Given entries:
= Beginning of Section =

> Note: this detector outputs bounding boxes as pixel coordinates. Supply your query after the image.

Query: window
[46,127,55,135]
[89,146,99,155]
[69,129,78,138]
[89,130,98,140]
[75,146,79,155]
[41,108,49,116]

= End of Section =

Instructions for the task: Keep every word the same. Retype all the material.

Reply to the exercise:
> Note: this detector outputs bounding boxes as pixel coordinates. Supply your query after the image.

Query: window
[46,127,55,135]
[89,146,99,155]
[69,129,78,138]
[89,130,98,140]
[75,146,79,155]
[41,108,49,116]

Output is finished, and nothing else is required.